EXTRACT →
Data and analysis from the preeminent nonpartisan governmental research organizations confirms this pattern.
This August, the Congressional Budget Office (CBO) released its annual Distribution of Household Income report, this year relying on data from 2018. The report examines the distribution of household income (as one might guess), as well as taxes and transfer payments. The data shows that top-earning households pay substantial federal taxes. Notably, while the top 1 percent of earners took home 18.3 percent of market income in 2018, they paid 25.9 percent of all federal taxes; by the same token, the top 20 percent of earners received 59.1 percent of market income yet paid 68.9 percent of federal taxes.
The Treasury Department has also released data confirming the above pattern. In a report released this April, they estimated the distribution of federal tax burden across the income spectrum in 2022. According to these estimates, the top 1 percent under current law will pay the highest average effective tax rate, when considering all federal taxes. This difference is largely due to the significant progressivity of the individual income tax: the bottom 40 percent of taxpayers on average pay negative effective personal income tax.

EXTRACTED RECORDS →
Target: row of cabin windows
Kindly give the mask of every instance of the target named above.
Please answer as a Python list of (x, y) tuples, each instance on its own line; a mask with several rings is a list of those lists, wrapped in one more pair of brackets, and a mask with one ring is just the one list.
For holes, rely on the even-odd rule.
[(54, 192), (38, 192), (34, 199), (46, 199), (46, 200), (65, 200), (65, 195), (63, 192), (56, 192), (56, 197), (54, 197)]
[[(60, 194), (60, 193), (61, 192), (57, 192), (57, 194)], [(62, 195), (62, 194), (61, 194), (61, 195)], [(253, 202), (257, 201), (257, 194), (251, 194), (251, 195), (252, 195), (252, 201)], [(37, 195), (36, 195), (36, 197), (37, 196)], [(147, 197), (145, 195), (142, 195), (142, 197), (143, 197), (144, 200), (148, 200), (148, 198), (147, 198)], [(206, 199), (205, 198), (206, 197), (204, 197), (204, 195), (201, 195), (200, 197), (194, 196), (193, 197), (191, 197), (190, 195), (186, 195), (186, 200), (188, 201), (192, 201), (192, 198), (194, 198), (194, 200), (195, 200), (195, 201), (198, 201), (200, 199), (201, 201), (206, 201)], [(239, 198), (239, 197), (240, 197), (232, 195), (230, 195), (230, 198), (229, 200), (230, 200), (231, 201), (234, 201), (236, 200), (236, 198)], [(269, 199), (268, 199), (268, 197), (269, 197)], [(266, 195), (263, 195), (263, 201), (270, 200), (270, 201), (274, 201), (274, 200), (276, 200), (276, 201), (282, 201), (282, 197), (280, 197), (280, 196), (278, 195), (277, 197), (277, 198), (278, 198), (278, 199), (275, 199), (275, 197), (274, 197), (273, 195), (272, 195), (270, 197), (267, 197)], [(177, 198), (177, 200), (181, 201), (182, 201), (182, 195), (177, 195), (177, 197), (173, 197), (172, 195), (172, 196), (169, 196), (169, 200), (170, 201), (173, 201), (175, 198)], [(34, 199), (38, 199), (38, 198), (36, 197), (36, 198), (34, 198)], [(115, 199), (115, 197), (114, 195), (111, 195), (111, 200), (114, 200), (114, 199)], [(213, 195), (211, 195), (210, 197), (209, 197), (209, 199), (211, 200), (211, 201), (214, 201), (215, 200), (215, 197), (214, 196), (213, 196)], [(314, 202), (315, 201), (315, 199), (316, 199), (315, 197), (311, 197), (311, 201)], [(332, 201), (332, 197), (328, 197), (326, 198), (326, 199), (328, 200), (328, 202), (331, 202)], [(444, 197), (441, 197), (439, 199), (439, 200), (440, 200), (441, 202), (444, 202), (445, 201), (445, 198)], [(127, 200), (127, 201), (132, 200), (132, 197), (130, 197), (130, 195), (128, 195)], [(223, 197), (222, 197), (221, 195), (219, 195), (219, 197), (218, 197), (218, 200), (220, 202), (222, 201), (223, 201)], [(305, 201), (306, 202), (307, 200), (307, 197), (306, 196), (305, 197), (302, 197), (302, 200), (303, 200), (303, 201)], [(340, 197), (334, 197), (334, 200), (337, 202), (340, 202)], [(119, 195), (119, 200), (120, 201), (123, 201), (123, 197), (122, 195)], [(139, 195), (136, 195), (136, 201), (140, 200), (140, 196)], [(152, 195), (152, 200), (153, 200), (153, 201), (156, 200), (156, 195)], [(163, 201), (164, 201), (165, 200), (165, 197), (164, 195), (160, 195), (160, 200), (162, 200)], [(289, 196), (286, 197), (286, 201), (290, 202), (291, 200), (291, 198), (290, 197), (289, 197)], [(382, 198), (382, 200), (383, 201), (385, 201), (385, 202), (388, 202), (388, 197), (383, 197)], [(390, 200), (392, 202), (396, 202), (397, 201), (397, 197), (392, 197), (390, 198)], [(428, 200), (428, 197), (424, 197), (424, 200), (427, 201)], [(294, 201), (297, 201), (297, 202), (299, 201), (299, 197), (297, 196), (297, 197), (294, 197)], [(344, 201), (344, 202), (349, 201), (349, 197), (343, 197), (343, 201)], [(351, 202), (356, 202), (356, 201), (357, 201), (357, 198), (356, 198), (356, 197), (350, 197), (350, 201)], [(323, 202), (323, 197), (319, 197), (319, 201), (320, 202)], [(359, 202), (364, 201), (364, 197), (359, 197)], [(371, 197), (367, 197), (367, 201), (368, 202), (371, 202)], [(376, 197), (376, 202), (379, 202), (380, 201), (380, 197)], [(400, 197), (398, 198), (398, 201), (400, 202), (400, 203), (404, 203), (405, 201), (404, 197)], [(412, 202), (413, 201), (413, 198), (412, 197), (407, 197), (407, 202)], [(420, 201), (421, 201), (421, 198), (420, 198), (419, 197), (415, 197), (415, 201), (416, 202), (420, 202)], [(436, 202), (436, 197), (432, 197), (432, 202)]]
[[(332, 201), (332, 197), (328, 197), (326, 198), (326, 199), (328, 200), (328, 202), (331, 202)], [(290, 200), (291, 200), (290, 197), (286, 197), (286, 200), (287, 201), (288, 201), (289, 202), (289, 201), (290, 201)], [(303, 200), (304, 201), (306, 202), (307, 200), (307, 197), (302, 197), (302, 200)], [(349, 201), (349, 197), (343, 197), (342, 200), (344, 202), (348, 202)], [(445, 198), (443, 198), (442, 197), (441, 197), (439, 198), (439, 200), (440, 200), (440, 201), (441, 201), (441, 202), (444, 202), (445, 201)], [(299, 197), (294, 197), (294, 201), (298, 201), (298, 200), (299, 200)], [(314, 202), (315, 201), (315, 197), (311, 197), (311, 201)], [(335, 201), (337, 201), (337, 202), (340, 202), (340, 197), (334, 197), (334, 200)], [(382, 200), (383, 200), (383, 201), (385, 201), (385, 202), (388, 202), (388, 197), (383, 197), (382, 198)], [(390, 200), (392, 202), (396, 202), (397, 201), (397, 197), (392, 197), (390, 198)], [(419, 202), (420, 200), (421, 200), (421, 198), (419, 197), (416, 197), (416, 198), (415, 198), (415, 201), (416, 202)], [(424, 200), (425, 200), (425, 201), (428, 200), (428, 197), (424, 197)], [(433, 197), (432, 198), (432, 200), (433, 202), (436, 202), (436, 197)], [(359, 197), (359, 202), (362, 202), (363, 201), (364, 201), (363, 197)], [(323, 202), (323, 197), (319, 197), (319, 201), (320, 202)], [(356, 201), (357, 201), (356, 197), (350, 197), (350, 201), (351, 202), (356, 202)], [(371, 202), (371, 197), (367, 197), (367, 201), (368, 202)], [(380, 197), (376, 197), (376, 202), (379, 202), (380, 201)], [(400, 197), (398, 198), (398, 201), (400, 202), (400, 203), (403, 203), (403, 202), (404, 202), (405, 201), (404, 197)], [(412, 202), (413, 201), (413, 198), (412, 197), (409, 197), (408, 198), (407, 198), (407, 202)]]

WORK TASK 1 → In the passage on federal tax distribution, what reason does the Treasury discussion give for the top 1 percent paying the highest average effective federal tax rate in 2022? Answer in one to three sentences.
WORK TASK 2 → Continue the passage on federal tax distribution after its final sentence.

ANSWER 1 → The passage says the difference comes largely from the significant progressivity of the individual income tax. As evidence, it notes that the bottom 40 percent of taxpayers pay, on average, a negative effective personal income tax.

ANSWER 2 →
The Joint Committee on Taxation (JCT) published an analysis reaching a similar conclusion about the distribution of the tax code in 2018. My colleague Garrett Watson discussed the data this May. The original report found that the burden of federal taxes was much higher on high-earning households. They paid a much higher effective rate in total, similarly thanks to the progressivity of the personal income tax.
It’s also worth noting that these analyses predominantly focus on pre-pandemic data. The fiscal response to COVID-19 relied heavily on refundable tax credits, lowering the effective personal income tax rate for a majority of taxpayers to below or nearly zero. The Tax Policy Center recently estimated that 60.6 percent of households paid no individual income tax in 2020. In light of these estimates, distribution of the U.S. tax burden was likely even more skewed towards wealthy taxpayers.
Of course, some people will argue that even if the tax code is currently progressive, it should be even more progressive. But they should not dispute the fact that the wealthy pay a larger share of federal taxes than they earn of national income.